REQUIRED WORK —
Every line of the listing below should come back exactly as written, with no images.

TASK INPUT —
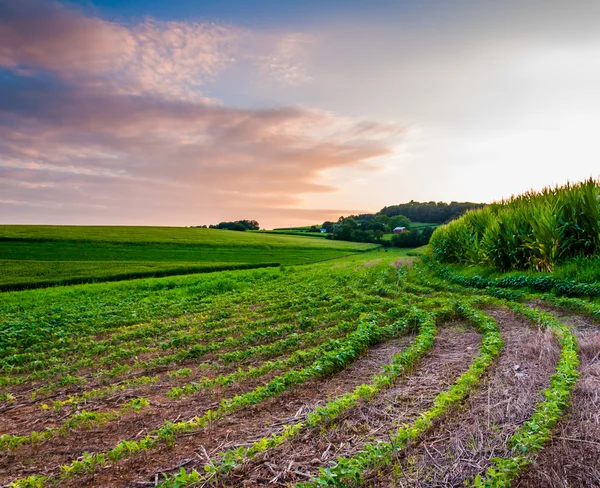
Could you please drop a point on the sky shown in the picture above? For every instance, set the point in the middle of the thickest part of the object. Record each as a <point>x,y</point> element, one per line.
<point>187,112</point>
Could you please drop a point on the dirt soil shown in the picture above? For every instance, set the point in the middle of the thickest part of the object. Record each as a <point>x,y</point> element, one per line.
<point>299,459</point>
<point>464,444</point>
<point>237,428</point>
<point>571,459</point>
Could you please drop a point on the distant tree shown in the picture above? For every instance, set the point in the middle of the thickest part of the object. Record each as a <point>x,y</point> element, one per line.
<point>328,226</point>
<point>399,221</point>
<point>240,225</point>
<point>426,235</point>
<point>406,239</point>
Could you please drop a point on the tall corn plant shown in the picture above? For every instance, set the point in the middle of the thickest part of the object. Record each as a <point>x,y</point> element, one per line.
<point>534,230</point>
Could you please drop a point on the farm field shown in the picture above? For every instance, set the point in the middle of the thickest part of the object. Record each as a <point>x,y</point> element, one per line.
<point>369,370</point>
<point>33,256</point>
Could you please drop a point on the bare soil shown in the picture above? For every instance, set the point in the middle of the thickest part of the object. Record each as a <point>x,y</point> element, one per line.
<point>236,428</point>
<point>464,444</point>
<point>571,459</point>
<point>299,459</point>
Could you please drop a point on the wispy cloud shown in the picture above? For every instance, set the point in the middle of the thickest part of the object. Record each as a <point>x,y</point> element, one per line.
<point>114,117</point>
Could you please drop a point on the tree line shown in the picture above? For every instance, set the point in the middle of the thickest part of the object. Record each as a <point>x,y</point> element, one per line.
<point>372,227</point>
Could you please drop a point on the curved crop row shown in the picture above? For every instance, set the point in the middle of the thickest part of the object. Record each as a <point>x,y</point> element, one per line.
<point>349,471</point>
<point>341,354</point>
<point>531,436</point>
<point>400,365</point>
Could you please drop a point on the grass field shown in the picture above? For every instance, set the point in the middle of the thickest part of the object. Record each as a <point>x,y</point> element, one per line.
<point>264,371</point>
<point>33,256</point>
<point>378,368</point>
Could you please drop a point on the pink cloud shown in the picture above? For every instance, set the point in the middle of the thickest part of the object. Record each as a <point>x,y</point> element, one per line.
<point>126,133</point>
<point>169,58</point>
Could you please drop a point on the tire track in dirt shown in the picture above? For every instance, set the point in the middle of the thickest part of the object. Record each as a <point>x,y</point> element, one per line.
<point>571,458</point>
<point>298,460</point>
<point>463,445</point>
<point>236,428</point>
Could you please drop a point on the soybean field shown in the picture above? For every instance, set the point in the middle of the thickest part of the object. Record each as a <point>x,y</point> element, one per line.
<point>369,370</point>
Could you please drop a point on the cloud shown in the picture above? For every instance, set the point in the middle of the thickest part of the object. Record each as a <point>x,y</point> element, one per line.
<point>113,119</point>
<point>173,59</point>
<point>288,60</point>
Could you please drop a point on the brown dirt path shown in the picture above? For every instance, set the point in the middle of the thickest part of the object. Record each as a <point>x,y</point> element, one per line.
<point>571,459</point>
<point>463,445</point>
<point>299,459</point>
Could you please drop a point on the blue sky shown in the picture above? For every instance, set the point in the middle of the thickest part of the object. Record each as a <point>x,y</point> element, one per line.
<point>192,112</point>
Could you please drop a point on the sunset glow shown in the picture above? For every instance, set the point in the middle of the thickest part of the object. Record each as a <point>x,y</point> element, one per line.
<point>291,113</point>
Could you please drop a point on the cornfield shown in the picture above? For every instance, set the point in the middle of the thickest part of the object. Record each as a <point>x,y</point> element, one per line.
<point>535,230</point>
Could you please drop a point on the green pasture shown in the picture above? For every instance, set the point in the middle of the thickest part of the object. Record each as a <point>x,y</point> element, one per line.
<point>34,256</point>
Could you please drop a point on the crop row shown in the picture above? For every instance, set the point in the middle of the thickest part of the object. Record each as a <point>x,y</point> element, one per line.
<point>343,351</point>
<point>401,364</point>
<point>349,471</point>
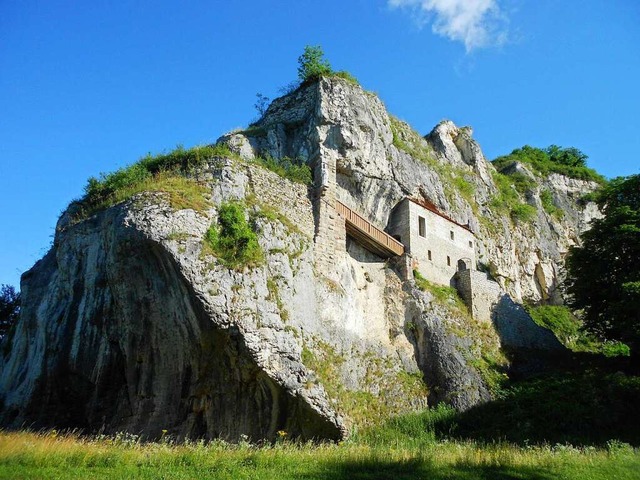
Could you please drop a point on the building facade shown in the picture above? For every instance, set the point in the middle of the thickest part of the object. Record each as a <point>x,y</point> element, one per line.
<point>439,246</point>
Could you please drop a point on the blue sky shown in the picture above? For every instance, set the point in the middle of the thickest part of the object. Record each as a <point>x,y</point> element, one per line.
<point>87,87</point>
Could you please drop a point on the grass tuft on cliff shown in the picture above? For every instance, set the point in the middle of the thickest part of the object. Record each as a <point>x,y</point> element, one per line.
<point>232,239</point>
<point>172,173</point>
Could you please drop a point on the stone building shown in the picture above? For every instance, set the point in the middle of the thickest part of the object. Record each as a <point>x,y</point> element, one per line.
<point>438,245</point>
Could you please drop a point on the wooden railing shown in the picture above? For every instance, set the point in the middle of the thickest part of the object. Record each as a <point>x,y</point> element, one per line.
<point>372,237</point>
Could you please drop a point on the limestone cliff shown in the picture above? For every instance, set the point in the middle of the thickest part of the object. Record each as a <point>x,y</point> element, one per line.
<point>128,323</point>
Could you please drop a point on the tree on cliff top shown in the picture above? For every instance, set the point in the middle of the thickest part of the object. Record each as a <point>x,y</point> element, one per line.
<point>604,273</point>
<point>312,64</point>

OUTPUT OF THE EXERCISE —
Could you please drop a point on the sky shown in the picture above? For every instance, set the point in the middle of the thickest part of the object. Record each as a <point>x,y</point> element, one per line.
<point>187,112</point>
Could you please drop a point on the dirt soil shown in the picture above? For every instance, set the point in the middle of the thickest part of the object. Record each as a <point>x,y</point> element, one per line.
<point>299,459</point>
<point>464,444</point>
<point>237,428</point>
<point>571,459</point>
Could you please drop a point on the distant tree shown in the picture above? For every instance, set the point in the middle of the thickest part of the object. Record each as a <point>x,y</point> element, one per line.
<point>328,226</point>
<point>399,221</point>
<point>240,225</point>
<point>426,235</point>
<point>406,239</point>
Could you please drop a point on the tall corn plant shown in the picture above? For every instance, set the point in the middle of the thickest part of the object. Record each as a <point>x,y</point> element, one per line.
<point>534,230</point>
Could you please drop a point on the farm field shown in the picture above? For every instance, set the point in the middle of the thickest part of the object. Record each as a <point>x,y</point> element, one per line.
<point>369,370</point>
<point>33,256</point>
Could you please drop a point on the bare soil shown in the picture above? For every instance, set the point in the middle of the thickest part of the object. Record each as a <point>x,y</point> element, one per line.
<point>236,428</point>
<point>464,444</point>
<point>571,459</point>
<point>299,459</point>
Could you please drop a point on the wispy cloud shown in the picture above? For every instance, set the point in the middle of the thickest part of the object. Record each as a <point>x,y</point> element, one per line.
<point>114,117</point>
Could you please drop a point on the tree line shown in the picture above? For every instance, set the point in the middle of the thickest part of the object. Record each as a <point>x,y</point> element, one per line.
<point>372,227</point>
Could you please drop a point on the curved crop row shown in the picture above? For every instance, set the point in the middle of the thickest part of the object. Record each as a <point>x,y</point> element, one per line.
<point>349,471</point>
<point>341,354</point>
<point>531,436</point>
<point>400,365</point>
Could you please drop a point on the grass field shown in the picture above? For every instance, set the point in the middle of the thickest part of the object. Record each as a <point>x,y</point> element, one per line.
<point>264,371</point>
<point>33,256</point>
<point>378,368</point>
Could you please drop a point on the pink cloud shown in the picture above? For every instance, set the point in the middle of the thickest part of the object. Record each as a <point>x,y</point> element, one per line.
<point>126,133</point>
<point>169,58</point>
Could you please drop a point on the tire track in dirt shown in the picture above? For every instance, set the point in the middle of the thickest part of the object. Record each as a <point>x,y</point> element, one per line.
<point>571,458</point>
<point>298,460</point>
<point>463,445</point>
<point>236,428</point>
Could you please drop a point on the soybean field shown in the picture above? For every instance, set the point in the middle of the thickest part of the object. Record each as a <point>x,y</point> element, one per line.
<point>369,370</point>
Could you please drop a point on the cloud shown in the picture above? For every instance, set the point in the middle of the thickest part of the object. Record each as a <point>x,y</point> element, one per line.
<point>113,119</point>
<point>173,59</point>
<point>288,60</point>
Could you please drop a point on the brown dirt path shown in the picture above? For every instance, set the point in the middle of the thickest part of the object. Record each as a <point>x,y</point> element, one per line.
<point>571,459</point>
<point>463,445</point>
<point>299,459</point>
Could you please drop a point on the blue sky shown in the picture above? For every instance, set the point in the middle of the thickest part of the object. Record each as a <point>x,y</point> element, one per line.
<point>192,112</point>
Could you please drop a point on the sunset glow shown in the picture above? For every instance, set the point in the middle of the thickest part of the object. Record each as a <point>x,y</point> element, one per line.
<point>291,113</point>
Could you please drop a point on the cornfield shown in the picture above? For every instance, set the point in the middle of the thickest part of the object. Record each as a <point>x,y</point> element, one per line.
<point>535,230</point>
Could you please drop a point on the green pasture shown in the picture above? For every instance, set the point in the middle of the thickest part of the object. Record each as a <point>x,y</point> element, one per line.
<point>34,256</point>
Could you please drop a point on the crop row shown in the picture above? For every instance, set the point in the middle of the thickest part of the object. Record each as a <point>x,y</point> element, one per line.
<point>343,351</point>
<point>401,364</point>
<point>349,471</point>
Could you please drop a point on the building facade shown in the picture above? For every instance, set the point in the middle of the thickest part of the object. Record each as a <point>x,y</point> element, one per line.
<point>439,246</point>
Could you please drop a point on the blue sky shown in the picture above? For every instance, set the point in the middle of the thickest part of the object. Record each as a <point>x,y</point> element, one per line.
<point>87,87</point>
Could you please drop a point on the grass tuft on cliff shown in the picture above? For every instance, set the point in the middle of the thickest part of the object. Record each as a <point>x,y</point> element, one per line.
<point>232,239</point>
<point>172,173</point>
Could you please drop a point on the stone building shown in the picture above? For every instance, set the point in the middle of the thickest part of the object. Record each as a <point>x,y</point> element, one per line.
<point>438,245</point>
Could you please drop a point on the wooden railing shown in the picture above? For every instance, set the point in the middle of the thickest part of the object. Record each as a <point>x,y</point> element, one per line.
<point>372,237</point>
Could you please drop a point on the limestone cliff shown in the picture above? For every instance, set the point in the middle of the thickest part of the object. Record each as a <point>x,y</point> element, one per line.
<point>128,323</point>
Could you please drop a point on the tree on cliff top shown in the picture above? For every instance, set the point in the middle of the thickest part of the object. Record each as a <point>x,y</point> element, one per line.
<point>604,273</point>
<point>312,64</point>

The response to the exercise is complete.